Stored data entries

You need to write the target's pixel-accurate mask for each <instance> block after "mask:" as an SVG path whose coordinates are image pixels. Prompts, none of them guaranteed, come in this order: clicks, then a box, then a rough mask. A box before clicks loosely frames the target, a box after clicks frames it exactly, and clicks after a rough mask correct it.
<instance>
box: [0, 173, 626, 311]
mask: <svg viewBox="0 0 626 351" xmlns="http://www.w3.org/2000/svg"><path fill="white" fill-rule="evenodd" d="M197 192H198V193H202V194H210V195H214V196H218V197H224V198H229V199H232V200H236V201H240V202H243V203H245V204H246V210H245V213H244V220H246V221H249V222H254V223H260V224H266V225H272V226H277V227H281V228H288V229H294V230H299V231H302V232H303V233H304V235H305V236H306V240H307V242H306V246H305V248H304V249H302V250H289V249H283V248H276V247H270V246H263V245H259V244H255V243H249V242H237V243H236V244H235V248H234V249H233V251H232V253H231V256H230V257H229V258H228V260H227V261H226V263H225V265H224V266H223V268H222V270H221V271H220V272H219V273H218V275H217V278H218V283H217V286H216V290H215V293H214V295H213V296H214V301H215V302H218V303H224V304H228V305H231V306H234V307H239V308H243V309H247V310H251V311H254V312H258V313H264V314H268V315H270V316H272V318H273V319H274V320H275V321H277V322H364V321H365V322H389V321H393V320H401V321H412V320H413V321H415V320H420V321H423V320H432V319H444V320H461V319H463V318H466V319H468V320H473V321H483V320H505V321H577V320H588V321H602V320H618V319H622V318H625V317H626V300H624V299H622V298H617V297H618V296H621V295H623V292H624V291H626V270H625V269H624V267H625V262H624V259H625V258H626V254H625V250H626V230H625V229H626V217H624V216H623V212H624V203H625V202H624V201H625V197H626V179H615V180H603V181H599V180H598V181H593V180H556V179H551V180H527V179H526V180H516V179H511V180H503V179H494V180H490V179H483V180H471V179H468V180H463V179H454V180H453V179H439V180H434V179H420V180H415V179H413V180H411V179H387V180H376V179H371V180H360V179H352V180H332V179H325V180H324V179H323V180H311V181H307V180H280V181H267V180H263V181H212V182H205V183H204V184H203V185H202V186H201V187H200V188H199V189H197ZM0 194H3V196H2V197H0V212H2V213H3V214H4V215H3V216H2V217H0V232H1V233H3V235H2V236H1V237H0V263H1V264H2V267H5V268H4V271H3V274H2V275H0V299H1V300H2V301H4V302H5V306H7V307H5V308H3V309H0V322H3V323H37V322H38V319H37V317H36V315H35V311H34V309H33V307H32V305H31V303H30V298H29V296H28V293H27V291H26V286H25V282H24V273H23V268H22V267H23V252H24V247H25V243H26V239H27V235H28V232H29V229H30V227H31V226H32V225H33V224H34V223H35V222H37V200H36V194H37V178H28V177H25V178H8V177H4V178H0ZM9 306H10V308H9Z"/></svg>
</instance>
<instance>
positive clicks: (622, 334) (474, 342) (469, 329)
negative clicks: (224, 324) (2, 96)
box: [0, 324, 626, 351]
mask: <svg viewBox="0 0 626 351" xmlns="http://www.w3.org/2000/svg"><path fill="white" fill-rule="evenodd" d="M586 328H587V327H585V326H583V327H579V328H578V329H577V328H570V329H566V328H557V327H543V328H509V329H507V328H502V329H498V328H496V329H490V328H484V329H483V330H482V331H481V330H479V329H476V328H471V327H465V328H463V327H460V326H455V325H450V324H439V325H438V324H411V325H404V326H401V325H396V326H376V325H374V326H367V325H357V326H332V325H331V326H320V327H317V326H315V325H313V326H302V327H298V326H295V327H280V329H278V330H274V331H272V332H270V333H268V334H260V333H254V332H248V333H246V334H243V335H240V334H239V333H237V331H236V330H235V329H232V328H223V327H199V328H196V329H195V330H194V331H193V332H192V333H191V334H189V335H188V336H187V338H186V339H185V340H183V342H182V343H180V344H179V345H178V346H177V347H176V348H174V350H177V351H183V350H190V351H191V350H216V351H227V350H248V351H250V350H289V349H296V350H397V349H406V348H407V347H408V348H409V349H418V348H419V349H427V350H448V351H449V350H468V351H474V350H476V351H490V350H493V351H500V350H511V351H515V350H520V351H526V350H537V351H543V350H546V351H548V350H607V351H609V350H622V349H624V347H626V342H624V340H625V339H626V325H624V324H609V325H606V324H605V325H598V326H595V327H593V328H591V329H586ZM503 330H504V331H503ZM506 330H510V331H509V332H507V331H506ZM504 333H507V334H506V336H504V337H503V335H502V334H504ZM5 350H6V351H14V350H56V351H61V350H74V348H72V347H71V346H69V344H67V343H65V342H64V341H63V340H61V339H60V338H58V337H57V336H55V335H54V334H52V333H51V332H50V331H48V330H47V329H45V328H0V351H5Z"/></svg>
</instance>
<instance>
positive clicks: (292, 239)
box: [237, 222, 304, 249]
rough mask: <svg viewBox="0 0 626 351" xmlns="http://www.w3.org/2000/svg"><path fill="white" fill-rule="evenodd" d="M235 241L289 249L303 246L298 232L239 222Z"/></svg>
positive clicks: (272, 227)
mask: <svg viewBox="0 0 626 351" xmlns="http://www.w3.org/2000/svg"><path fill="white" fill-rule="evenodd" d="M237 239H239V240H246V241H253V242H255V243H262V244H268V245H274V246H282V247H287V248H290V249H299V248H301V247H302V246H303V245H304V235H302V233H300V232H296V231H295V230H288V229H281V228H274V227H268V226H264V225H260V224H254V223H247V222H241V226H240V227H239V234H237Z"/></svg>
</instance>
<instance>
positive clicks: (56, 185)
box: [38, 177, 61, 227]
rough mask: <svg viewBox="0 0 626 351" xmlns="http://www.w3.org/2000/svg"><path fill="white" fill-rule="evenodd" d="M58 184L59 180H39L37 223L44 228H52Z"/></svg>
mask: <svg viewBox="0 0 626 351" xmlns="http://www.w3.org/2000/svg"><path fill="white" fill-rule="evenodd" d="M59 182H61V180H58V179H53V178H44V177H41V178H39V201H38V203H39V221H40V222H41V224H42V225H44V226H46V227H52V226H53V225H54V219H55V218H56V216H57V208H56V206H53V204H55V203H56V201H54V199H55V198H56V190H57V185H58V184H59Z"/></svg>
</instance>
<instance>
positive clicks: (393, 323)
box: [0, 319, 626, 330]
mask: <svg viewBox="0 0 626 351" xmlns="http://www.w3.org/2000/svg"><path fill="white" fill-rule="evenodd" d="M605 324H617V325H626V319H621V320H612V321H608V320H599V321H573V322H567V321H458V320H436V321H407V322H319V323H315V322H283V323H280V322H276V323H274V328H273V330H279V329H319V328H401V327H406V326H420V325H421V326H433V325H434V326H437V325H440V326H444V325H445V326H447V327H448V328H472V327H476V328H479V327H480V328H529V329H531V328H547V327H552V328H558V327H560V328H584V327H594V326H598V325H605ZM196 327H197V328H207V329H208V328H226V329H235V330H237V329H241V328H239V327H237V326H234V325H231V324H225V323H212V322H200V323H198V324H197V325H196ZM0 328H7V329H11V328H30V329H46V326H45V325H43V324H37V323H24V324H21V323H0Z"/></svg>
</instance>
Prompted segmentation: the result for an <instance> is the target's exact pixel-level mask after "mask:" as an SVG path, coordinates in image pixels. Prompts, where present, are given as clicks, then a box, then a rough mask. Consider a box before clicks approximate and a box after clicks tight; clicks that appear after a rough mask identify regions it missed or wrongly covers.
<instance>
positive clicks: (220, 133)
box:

**What is required:** Convert the data, starting at the line that contains "184L59 180H39L37 223L44" and ending at the last line of the data, into a numbered list that omits blank lines.

**Solution:**
1. rough mask: <svg viewBox="0 0 626 351" xmlns="http://www.w3.org/2000/svg"><path fill="white" fill-rule="evenodd" d="M58 184L59 180H39L37 223L44 228H52Z"/></svg>
2. mask: <svg viewBox="0 0 626 351" xmlns="http://www.w3.org/2000/svg"><path fill="white" fill-rule="evenodd" d="M59 182H61V180H58V179H53V178H44V177H41V178H39V201H38V203H39V221H40V222H41V224H42V225H44V226H46V227H52V226H53V225H54V219H55V218H56V216H57V208H56V206H53V204H55V203H56V201H54V199H55V198H56V190H57V185H58V184H59Z"/></svg>
3. </instance>
4. <instance>
5. positive clicks: (393, 323)
6. box: [0, 319, 626, 330]
7. mask: <svg viewBox="0 0 626 351" xmlns="http://www.w3.org/2000/svg"><path fill="white" fill-rule="evenodd" d="M605 324H617V325H626V319H621V320H612V321H608V320H599V321H573V322H567V321H458V320H436V321H407V322H319V323H315V322H283V323H280V322H276V323H274V328H273V330H279V329H319V328H401V327H406V326H420V325H421V326H433V325H434V326H437V325H440V326H444V325H445V326H447V327H448V328H472V327H476V328H479V327H480V328H529V329H531V328H547V327H552V328H558V327H560V328H584V327H594V326H598V325H605ZM196 327H197V328H207V329H208V328H226V329H235V330H237V329H241V328H239V327H237V326H234V325H231V324H225V323H212V322H200V323H198V324H197V325H196ZM0 328H7V329H11V328H30V329H46V326H45V325H43V324H37V323H24V324H21V323H0Z"/></svg>
8. </instance>
9. Prompted segmentation: the result for an <instance> is the target's exact pixel-level mask after "mask:" as an SVG path, coordinates in image pixels. Prompts, where present, are given as clicks, then a box, then a rough mask. Consider a box before clicks approximate and a box after clicks tight; clicks that appear after a rough mask identify regions it missed or wrongly covers.
10. <instance>
11. positive clicks: (220, 133)
12. box:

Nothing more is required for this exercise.